**Requirement**
The reply should give back every entry exactly as written.

**Extracted material**
↓↓↓
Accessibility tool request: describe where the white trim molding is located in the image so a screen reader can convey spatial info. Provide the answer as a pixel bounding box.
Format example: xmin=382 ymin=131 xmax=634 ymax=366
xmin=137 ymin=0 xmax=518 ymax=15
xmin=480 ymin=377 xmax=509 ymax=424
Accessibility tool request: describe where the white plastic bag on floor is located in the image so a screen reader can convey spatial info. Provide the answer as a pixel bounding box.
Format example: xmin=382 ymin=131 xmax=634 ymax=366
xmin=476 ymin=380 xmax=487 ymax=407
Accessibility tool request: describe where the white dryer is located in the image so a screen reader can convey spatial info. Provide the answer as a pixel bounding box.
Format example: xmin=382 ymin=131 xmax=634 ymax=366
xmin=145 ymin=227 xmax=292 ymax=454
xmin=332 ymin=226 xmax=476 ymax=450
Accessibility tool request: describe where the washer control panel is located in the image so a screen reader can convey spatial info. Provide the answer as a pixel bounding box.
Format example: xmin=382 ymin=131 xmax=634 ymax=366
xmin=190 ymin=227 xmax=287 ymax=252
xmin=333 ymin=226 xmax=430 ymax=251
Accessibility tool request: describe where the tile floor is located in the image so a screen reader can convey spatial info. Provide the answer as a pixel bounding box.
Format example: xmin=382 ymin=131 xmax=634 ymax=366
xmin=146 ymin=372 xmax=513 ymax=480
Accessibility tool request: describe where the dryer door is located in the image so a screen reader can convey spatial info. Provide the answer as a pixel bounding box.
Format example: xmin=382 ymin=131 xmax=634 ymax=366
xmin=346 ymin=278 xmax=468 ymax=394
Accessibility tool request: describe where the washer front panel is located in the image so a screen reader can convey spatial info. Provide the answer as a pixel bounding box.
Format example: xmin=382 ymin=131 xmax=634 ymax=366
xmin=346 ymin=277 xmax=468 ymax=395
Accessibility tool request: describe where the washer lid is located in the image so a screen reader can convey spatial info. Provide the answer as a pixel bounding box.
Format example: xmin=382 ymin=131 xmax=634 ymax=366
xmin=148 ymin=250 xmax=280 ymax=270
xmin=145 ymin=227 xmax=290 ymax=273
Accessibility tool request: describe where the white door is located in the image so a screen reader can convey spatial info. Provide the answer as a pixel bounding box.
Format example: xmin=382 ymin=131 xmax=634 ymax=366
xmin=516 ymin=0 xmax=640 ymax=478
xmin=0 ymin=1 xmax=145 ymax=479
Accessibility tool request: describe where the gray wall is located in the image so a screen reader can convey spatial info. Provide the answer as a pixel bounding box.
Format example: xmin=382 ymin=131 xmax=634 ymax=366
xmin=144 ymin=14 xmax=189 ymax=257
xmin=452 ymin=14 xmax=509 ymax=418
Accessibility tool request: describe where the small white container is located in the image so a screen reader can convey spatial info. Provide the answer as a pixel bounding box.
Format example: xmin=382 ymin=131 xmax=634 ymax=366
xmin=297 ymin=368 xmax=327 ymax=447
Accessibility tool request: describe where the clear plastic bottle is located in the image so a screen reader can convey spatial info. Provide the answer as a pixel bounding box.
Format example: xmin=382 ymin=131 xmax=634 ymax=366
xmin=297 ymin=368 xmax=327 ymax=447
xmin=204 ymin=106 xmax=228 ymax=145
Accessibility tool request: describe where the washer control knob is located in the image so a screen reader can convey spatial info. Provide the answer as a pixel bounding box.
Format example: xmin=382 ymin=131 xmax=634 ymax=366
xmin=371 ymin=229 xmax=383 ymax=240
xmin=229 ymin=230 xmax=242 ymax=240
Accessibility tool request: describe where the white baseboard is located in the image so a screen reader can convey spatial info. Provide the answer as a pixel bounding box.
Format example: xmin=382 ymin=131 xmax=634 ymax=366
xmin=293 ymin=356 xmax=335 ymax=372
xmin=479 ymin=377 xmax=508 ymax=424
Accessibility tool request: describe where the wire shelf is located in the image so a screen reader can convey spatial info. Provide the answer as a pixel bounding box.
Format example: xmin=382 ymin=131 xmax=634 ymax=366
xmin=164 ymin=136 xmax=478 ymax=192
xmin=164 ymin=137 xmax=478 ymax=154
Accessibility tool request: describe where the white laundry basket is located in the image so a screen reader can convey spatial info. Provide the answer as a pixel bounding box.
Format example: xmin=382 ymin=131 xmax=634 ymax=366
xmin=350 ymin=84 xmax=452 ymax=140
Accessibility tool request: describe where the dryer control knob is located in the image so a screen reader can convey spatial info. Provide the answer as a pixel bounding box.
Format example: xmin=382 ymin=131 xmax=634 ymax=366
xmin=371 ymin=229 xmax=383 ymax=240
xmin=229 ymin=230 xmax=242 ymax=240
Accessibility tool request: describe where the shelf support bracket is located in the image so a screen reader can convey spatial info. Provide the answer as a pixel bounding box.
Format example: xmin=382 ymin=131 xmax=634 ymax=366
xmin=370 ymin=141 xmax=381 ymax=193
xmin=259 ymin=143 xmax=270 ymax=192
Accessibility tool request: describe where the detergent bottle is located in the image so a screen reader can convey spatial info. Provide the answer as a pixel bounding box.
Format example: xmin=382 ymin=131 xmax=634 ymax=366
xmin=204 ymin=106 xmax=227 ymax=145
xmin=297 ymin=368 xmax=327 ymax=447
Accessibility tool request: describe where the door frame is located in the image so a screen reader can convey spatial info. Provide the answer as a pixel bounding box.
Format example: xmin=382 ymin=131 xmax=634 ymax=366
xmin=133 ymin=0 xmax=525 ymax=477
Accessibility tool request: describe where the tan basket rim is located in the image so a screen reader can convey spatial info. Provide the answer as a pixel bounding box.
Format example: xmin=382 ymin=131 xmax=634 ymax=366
↑↑↑
**Exercise answer**
Accessibility tool request: describe where the white trim molding is located in the image so a screen reader can convey spatial info. Provide the answer as a pixel bounding box.
Format example: xmin=382 ymin=131 xmax=634 ymax=366
xmin=137 ymin=0 xmax=518 ymax=15
xmin=480 ymin=377 xmax=509 ymax=424
Accessibility tool request: describe where the white plastic bag on floor is located in the image so a screen reader can convey spatial info. Provide the answer as a pixel bounding box.
Format example: xmin=382 ymin=131 xmax=634 ymax=366
xmin=476 ymin=380 xmax=487 ymax=407
Accessibility tool request: describe where the white dryer is located in the image so a screen reader can convey spatial info. Provide the answer as a pixel bounding box.
Format example: xmin=382 ymin=131 xmax=634 ymax=366
xmin=145 ymin=227 xmax=292 ymax=454
xmin=332 ymin=226 xmax=476 ymax=450
Accessibility tool request: describe where the washer control panel is located in the image so a screen reader can convey spatial info. Provide the answer as a pixel bounding box.
Format example: xmin=382 ymin=131 xmax=634 ymax=366
xmin=190 ymin=227 xmax=287 ymax=252
xmin=333 ymin=226 xmax=430 ymax=251
Accessibility tool request: describe where the tile floor is located in the image so a screen reader can convey spatial info. Provide the answer as a pixel bounding box.
Format example: xmin=382 ymin=131 xmax=634 ymax=366
xmin=146 ymin=372 xmax=513 ymax=480
Accessibility tool request: describe where the dryer door is located in the image so a screen reader can convey spatial info. Provide the answer as a pixel bounding box.
Format example: xmin=382 ymin=131 xmax=634 ymax=366
xmin=346 ymin=278 xmax=468 ymax=394
Accessibility tool request: describe where the washer front panel is located in the image so a screen reader can convey spatial info. Provide the answer as a pixel bounding box.
Format example: xmin=382 ymin=131 xmax=634 ymax=366
xmin=346 ymin=277 xmax=468 ymax=395
Accessibility tool request: describe where the washer lid is located in the image so a screen reader can convey spatial info. Provide the answer as a pixel bounding box.
Format example: xmin=382 ymin=131 xmax=634 ymax=366
xmin=148 ymin=250 xmax=280 ymax=270
xmin=145 ymin=227 xmax=290 ymax=273
Accessibility tool request: describe where the white door is located in the image so a screen reader can convey spatial info. Provide the answer as a pixel bounding box.
Format example: xmin=382 ymin=131 xmax=634 ymax=366
xmin=516 ymin=0 xmax=640 ymax=478
xmin=0 ymin=1 xmax=145 ymax=479
Accessibility tool request: describe where the gray wall is located in the image so a screen reader can convey spatial info. Provide the answer as a pixel bounding box.
Format example: xmin=382 ymin=131 xmax=634 ymax=366
xmin=144 ymin=14 xmax=189 ymax=257
xmin=452 ymin=14 xmax=509 ymax=418
Accessibility tool request: describe where the small white container is located in the image so a screen reader can convey spatial info. Provide the answer as a pixel bounding box.
Format example: xmin=382 ymin=131 xmax=634 ymax=366
xmin=297 ymin=368 xmax=327 ymax=447
Accessibility tool request: describe where the clear plastic bottle is located in the image so a screen reader can convey spatial info. Provide the answer as a pixel bounding box.
Format example: xmin=382 ymin=131 xmax=634 ymax=366
xmin=297 ymin=368 xmax=327 ymax=447
xmin=204 ymin=106 xmax=228 ymax=145
Accessibility tool request: describe where the washer control knob is located in the image so a screen reader can convey spatial info. Provide the answer as a pixel bounding box.
Format example: xmin=382 ymin=131 xmax=634 ymax=366
xmin=371 ymin=229 xmax=383 ymax=240
xmin=229 ymin=230 xmax=242 ymax=240
Accessibility tool request: describe where the white baseboard is located in the image so a screen reader can convey spatial info. Provide the answer as a pixel bounding box.
Format example: xmin=382 ymin=131 xmax=634 ymax=366
xmin=293 ymin=356 xmax=335 ymax=372
xmin=479 ymin=377 xmax=508 ymax=424
Accessibility tool request: describe where the wire shelf is located in the image so a screen reader can convey spatial info. Provide the answer as a pixel bounding box.
Format example: xmin=382 ymin=131 xmax=634 ymax=366
xmin=164 ymin=136 xmax=478 ymax=192
xmin=164 ymin=137 xmax=478 ymax=154
Accessibility tool request: describe where the white laundry basket is located in the image so a screen reader can convey spatial info. Provide the answer as a pixel bounding box.
Format example: xmin=382 ymin=131 xmax=634 ymax=366
xmin=350 ymin=84 xmax=452 ymax=140
Accessibility tool request: describe where the dryer control knob is located in the image so a screen reader can convey spatial info. Provide the answer as a pixel bounding box.
Format example: xmin=382 ymin=131 xmax=634 ymax=366
xmin=371 ymin=229 xmax=383 ymax=240
xmin=229 ymin=230 xmax=242 ymax=240
Accessibility tool request: describe where the shelf support bracket is located in the image so a screen reader can convey spatial info. Provide the answer as a pixel bounding box.
Format example: xmin=382 ymin=131 xmax=634 ymax=366
xmin=370 ymin=141 xmax=381 ymax=193
xmin=259 ymin=143 xmax=270 ymax=192
Accessibility tool request: describe where the detergent bottle is located in the image so a screen reader can convey spatial info. Provide the answer as a pixel bounding box.
Format example: xmin=382 ymin=131 xmax=634 ymax=366
xmin=204 ymin=106 xmax=227 ymax=145
xmin=297 ymin=368 xmax=327 ymax=447
Accessibility tool request: describe where the door frame is located in the image so a screen reader can convey spatial info. Provide the answer as a pixel bounding box.
Format example: xmin=382 ymin=131 xmax=634 ymax=366
xmin=133 ymin=0 xmax=525 ymax=477
Accessibility tool request: describe where the tan basket rim is located in the image so a screen reader can convey spatial info. Provide the answer as a pixel bounding box.
Format example: xmin=382 ymin=131 xmax=634 ymax=366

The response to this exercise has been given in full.